Borsellino ucciso perché indagava sulla trattativa, trovato il fascicolo. E spuntano nomi “pesanti”. - Giuseppe Lo Bianco e Sandra Rizza

La ricostruzione dei giornalisti del Fatto, Giuseppe Lo Bianco e Sandra Rizza, mette i brividi: Borsellino è stato ucciso perché stava indagando, formalmente, sulla trattativa Stato-Mafia. La conferma arriva dal ritrovamento di un fascicolo assegnato a Borsellino in data 8 luglio 1992 (11 giorni prima di essere ucciso…) in cui viene fuori l’ufficialità dell’indagine e i nomi delle persone coinvolte. Nomi pesanti. Nomi di capimafia. Nomi di politici. Nomi di esponenti dei servizi segreti.

In piena stagione stragista, a metà giugno del ‘92, un anonimo di otto pagine scatenò fibrillazione e panico nei palazzi del potere politico-giudiziario: sosteneva che l’ex ministro dc Calogero Mannino aveva incontrato Totò Riina in una sacrestia di San Giuseppe Jato (Palermo). Una sorta di prologo della trattativa. Su quell’anonimo, si scopre oggi dai documenti prodotti dal pm Nino Di Matteo nell’aula del processo Mori, stava indagando formalmente Paolo Borsellino. Con un’indagine che il generale del Ros Antonio Subranni chiese ufficialmente di archiviare perché non meritava “l’attivazione della giustizia”.
IL DOCUMENTO dell’assegnazione del fascicolo a Borsellino e a Vittorio Aliquò, datato 8 luglio 1992, insieme alle altre note inviate tra luglio e ottobre di quell’anno, non è stato acquisito al fascicolo processuale perché il presidente del Tribunale Mario Fontana non vi ha riconosciuto una “valenza decisiva” ai fini della sentenza sulla mancata cattura di Provenzano nel ‘95, che sarà pronunciata mercoledì prossimo.
Ma le note sono state trasmesse alla Procura nissena impegnata nella ricostruzione dello scenario che fa da sfondo al movente della strage di via D’Amelio. In aula a Caltanissetta, infatti, nei giorni scorsi, Carmelo Canale ha raccontato che il 25 giugno 1992, Borsellino, “incuriosito dall’anonimo” volle incontrare il capitano del Ros Beppe De Donno, in un colloquio riservato alla caserma Carini, proprio per conoscere quel carabiniere che voci ricorrenti tra i suoi colleghi indicavano come il “Corvo due”, ovvero l’autore della missiva di otto pagine.

**Dati forniti**
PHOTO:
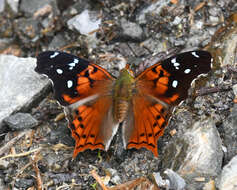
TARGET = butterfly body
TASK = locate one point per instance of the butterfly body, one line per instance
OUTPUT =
(96, 103)
(122, 94)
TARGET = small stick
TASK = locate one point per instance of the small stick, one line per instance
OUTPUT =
(9, 144)
(98, 179)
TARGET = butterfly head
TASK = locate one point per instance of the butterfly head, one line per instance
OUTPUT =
(127, 71)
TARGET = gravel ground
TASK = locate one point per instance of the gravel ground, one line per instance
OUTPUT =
(201, 137)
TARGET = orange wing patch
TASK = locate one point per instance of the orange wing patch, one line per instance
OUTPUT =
(155, 81)
(149, 121)
(92, 127)
(90, 81)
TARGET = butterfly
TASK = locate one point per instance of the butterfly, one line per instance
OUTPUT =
(97, 104)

**Applica quanto letto**
1 > Trascrivi dal brano il passo che va da "Borsellino ucciso perché" fino a "dei servizi segreti." compreso.
2 > Stabilisci se ogni affermazione concorda con il brano: rispondi sì o no e cita tra virgolette le parole del brano che lo decidono. (a) Il fascicolo fu assegnato a Borsellino l'8 luglio 1992. (b) L'anonimo che accusava Mannino era di dodici pagine. (c) Il documento dell'assegnazione del fascicolo è stato acquisito al fascicolo processuale.
I dati non hanno alcun ruolo in questo lavoro.

**Risposte alle attività**
1 >
Borsellino ucciso perché indagava sulla trattativa, trovato il fascicolo. E spuntano nomi “pesanti”. - Giuseppe Lo Bianco e Sandra Rizza

La ricostruzione dei giornalisti del Fatto, Giuseppe Lo Bianco e Sandra Rizza, mette i brividi: Borsellino è stato ucciso perché stava indagando, formalmente, sulla trattativa Stato-Mafia. La conferma arriva dal ritrovamento di un fascicolo assegnato a Borsellino in data 8 luglio 1992 (11 giorni prima di essere ucciso…) in cui viene fuori l’ufficialità dell’indagine e i nomi delle persone coinvolte. Nomi pesanti. Nomi di capimafia. Nomi di politici. Nomi di esponenti dei servizi segreti.

2 >
(a) Sì: «un fascicolo assegnato a Borsellino in data 8 luglio 1992».
(b) No: «un anonimo di otto pagine».
(c) No: «non è stato acquisito al fascicolo processuale».